**EXERCISE INSTRUCTIONS**. Reproduce the entire listing below word for word, keeping every line, and leave the pictures out of your answer.

-- start of GIVEN RECORDS --

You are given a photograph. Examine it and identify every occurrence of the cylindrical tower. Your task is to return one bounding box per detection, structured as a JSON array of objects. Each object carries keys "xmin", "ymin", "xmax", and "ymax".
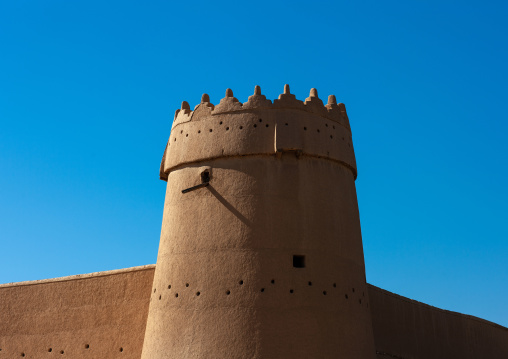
[{"xmin": 142, "ymin": 85, "xmax": 375, "ymax": 359}]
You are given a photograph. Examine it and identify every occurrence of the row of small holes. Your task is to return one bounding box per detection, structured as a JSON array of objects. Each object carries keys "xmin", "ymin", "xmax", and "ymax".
[
  {"xmin": 4, "ymin": 344, "xmax": 123, "ymax": 357},
  {"xmin": 174, "ymin": 120, "xmax": 351, "ymax": 147},
  {"xmin": 153, "ymin": 279, "xmax": 365, "ymax": 304}
]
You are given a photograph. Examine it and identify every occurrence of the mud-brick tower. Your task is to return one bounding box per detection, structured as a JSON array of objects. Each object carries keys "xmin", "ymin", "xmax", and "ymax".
[{"xmin": 142, "ymin": 85, "xmax": 375, "ymax": 359}]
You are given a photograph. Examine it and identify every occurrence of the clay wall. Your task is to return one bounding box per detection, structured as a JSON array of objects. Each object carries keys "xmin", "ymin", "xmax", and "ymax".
[
  {"xmin": 0, "ymin": 265, "xmax": 155, "ymax": 359},
  {"xmin": 368, "ymin": 285, "xmax": 508, "ymax": 359}
]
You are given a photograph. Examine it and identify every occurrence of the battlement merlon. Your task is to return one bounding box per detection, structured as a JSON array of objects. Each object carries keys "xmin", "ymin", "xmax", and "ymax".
[{"xmin": 160, "ymin": 85, "xmax": 357, "ymax": 181}]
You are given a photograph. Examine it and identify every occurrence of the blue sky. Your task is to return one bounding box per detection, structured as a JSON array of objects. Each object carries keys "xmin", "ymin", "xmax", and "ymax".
[{"xmin": 0, "ymin": 0, "xmax": 508, "ymax": 326}]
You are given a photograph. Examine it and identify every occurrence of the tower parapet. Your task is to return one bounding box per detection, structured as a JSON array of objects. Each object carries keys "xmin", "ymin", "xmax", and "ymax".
[
  {"xmin": 142, "ymin": 85, "xmax": 375, "ymax": 359},
  {"xmin": 160, "ymin": 85, "xmax": 356, "ymax": 180}
]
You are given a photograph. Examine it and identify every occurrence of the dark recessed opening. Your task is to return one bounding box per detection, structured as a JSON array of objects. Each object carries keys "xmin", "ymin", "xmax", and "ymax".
[
  {"xmin": 201, "ymin": 171, "xmax": 210, "ymax": 183},
  {"xmin": 293, "ymin": 254, "xmax": 305, "ymax": 268}
]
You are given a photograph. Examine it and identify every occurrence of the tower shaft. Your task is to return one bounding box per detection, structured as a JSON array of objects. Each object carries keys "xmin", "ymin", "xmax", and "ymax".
[{"xmin": 142, "ymin": 87, "xmax": 374, "ymax": 359}]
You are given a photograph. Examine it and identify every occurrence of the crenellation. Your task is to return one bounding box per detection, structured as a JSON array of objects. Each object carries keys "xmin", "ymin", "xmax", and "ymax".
[
  {"xmin": 273, "ymin": 84, "xmax": 305, "ymax": 110},
  {"xmin": 304, "ymin": 88, "xmax": 328, "ymax": 117}
]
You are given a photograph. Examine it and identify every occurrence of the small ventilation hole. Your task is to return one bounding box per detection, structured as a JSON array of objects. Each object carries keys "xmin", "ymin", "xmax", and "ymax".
[{"xmin": 293, "ymin": 254, "xmax": 305, "ymax": 268}]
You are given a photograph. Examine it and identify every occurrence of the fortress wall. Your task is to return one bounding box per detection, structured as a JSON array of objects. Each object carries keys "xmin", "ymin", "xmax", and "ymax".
[
  {"xmin": 0, "ymin": 265, "xmax": 155, "ymax": 359},
  {"xmin": 368, "ymin": 285, "xmax": 508, "ymax": 359}
]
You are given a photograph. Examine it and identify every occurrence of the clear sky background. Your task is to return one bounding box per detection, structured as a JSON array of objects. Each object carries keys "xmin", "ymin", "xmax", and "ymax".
[{"xmin": 0, "ymin": 0, "xmax": 508, "ymax": 326}]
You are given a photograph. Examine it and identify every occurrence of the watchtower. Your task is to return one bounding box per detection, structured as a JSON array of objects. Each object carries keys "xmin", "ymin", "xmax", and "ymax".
[{"xmin": 142, "ymin": 85, "xmax": 375, "ymax": 359}]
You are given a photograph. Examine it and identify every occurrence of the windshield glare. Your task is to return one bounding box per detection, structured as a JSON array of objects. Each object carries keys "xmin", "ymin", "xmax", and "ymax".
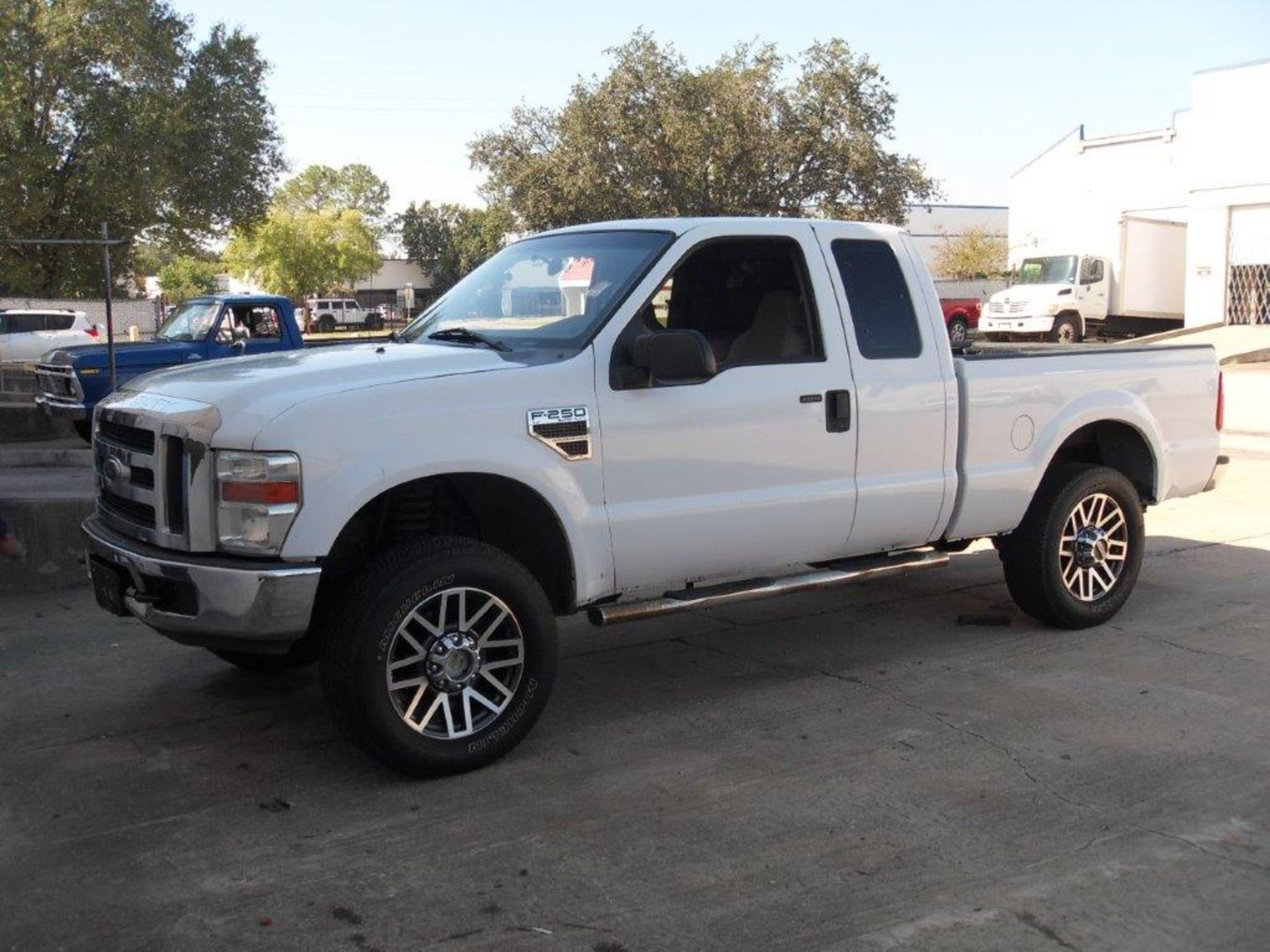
[
  {"xmin": 402, "ymin": 231, "xmax": 675, "ymax": 349},
  {"xmin": 155, "ymin": 301, "xmax": 221, "ymax": 340},
  {"xmin": 1015, "ymin": 255, "xmax": 1076, "ymax": 284}
]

-- end of GIVEN RECORDS --

**WRITTEN SOLUTION**.
You are given a photograph. Examine it and identify every occurrence of the cylindrical tower. Your task is to return one bounding box per detection, structured as a JSON array of objects. Each object carries keys "xmin", "ymin", "xmax", and "ymax".
[{"xmin": 142, "ymin": 85, "xmax": 375, "ymax": 359}]
You are given a photograph. Examine it and identify every occurrence of the row of small holes. Your task is to return one bounding box per detection, structured as a JSON array of objects. Each object carries keys "xmin", "ymin", "xmax", and "ymax".
[
  {"xmin": 4, "ymin": 344, "xmax": 123, "ymax": 357},
  {"xmin": 174, "ymin": 120, "xmax": 351, "ymax": 147},
  {"xmin": 153, "ymin": 279, "xmax": 365, "ymax": 304}
]
You are given a photograph. Examine it and identify every occurrence of the mud-brick tower. Your task is to return one bounding box per detection, structured as a JSON array of objects. Each object carries keys "xmin", "ymin", "xmax", and "ymax".
[{"xmin": 142, "ymin": 85, "xmax": 375, "ymax": 359}]
You are given a photograph. Examine it and identify every occurrence of the clay wall. Your task is to return one bounding box per detection, structured as a JSON array of objects. Each object carries keys "xmin", "ymin", "xmax", and "ymax".
[
  {"xmin": 0, "ymin": 265, "xmax": 155, "ymax": 359},
  {"xmin": 368, "ymin": 285, "xmax": 508, "ymax": 359}
]
You are given a photograph. Examine it and identify every occurrence of the battlement merlon. Your task is to return one bounding box per detection, structured as a JSON array of objects. Each object carries keys "xmin", "ymin", "xmax", and "ymax".
[{"xmin": 160, "ymin": 85, "xmax": 357, "ymax": 181}]
You are given a photograph. Examine it and identify every occurrence of the blue sky. Your task is to return one bounding box per detection, structured as a JSON array of objects. Each object carries keys "xmin", "ymin", "xmax", and "ymax".
[{"xmin": 0, "ymin": 0, "xmax": 508, "ymax": 326}]
You are given a photograph. Examine it and identify every occurrence of the tower parapet. Your task is to return one bounding box per detection, structured as a JSON array of objects. Each object carries keys "xmin", "ymin", "xmax", and "ymax".
[
  {"xmin": 142, "ymin": 85, "xmax": 375, "ymax": 359},
  {"xmin": 160, "ymin": 85, "xmax": 356, "ymax": 180}
]
You are given a photograph. Examine it and identify every occurrence of the dark recessed opening. Your task is to return one bounding box per detection, structured as a JSON array of objects. Each object carries keys "xmin", "ymin", "xmax", and "ymax".
[
  {"xmin": 201, "ymin": 171, "xmax": 210, "ymax": 183},
  {"xmin": 293, "ymin": 254, "xmax": 305, "ymax": 268}
]
You are given a photograph. Examine it and identify every occurrence of the tower shaft. Your task is to return one bounding box per detection, structured as a JSON array of objects. Each object carries keys "xmin", "ymin", "xmax", and "ymax".
[{"xmin": 142, "ymin": 87, "xmax": 374, "ymax": 359}]
You are given a photograph. Examine it and identify every occurrence of the crenellation. Your task is to return one bounding box per detection, structured as a JSON array of objects. Each object carries keys "xmin", "ymin", "xmax", and "ymax".
[
  {"xmin": 273, "ymin": 84, "xmax": 305, "ymax": 110},
  {"xmin": 304, "ymin": 88, "xmax": 328, "ymax": 117}
]
You are given a photograph. Examine it and identify every occurrence of the small ventilation hole. Your task is to return one bounding box per detection, structured as a JSON array of objects. Each object carries keys "xmin", "ymin", "xmax", and "ymax".
[{"xmin": 293, "ymin": 254, "xmax": 305, "ymax": 268}]
You are given a photograph. Examine it and identify every occurrence of the fortress wall. Your task is to return one bounding box per detection, structured as a JSON array of objects. Each object carries keys "xmin", "ymin", "xmax", and "ymax".
[
  {"xmin": 0, "ymin": 265, "xmax": 155, "ymax": 359},
  {"xmin": 368, "ymin": 285, "xmax": 508, "ymax": 359}
]
You are given a photograph. Examine it and identify every occurrence of the clear sky background. Your task is to return one bounding box per detection, structured as a JSON array of objects. Each object carries keys "xmin", "ymin", "xmax", and "ymax".
[{"xmin": 0, "ymin": 0, "xmax": 508, "ymax": 326}]
You are given a photograph. Examine it and identify every occurrence of the watchtower. Your task is to return one bounding box per detection, structured as a JSON array of objects. Each object carries keys "xmin", "ymin", "xmax", and "ymax".
[{"xmin": 142, "ymin": 85, "xmax": 375, "ymax": 359}]
You are given a photograph. Examine it and identify every occurrence of the windshield glare. Your task is to return one bounding box per detection, structured as a JSON array of objects. Each object carries keys "xmin", "ymin", "xmax", and "ymax".
[
  {"xmin": 402, "ymin": 231, "xmax": 675, "ymax": 349},
  {"xmin": 155, "ymin": 301, "xmax": 221, "ymax": 340},
  {"xmin": 1015, "ymin": 255, "xmax": 1076, "ymax": 284}
]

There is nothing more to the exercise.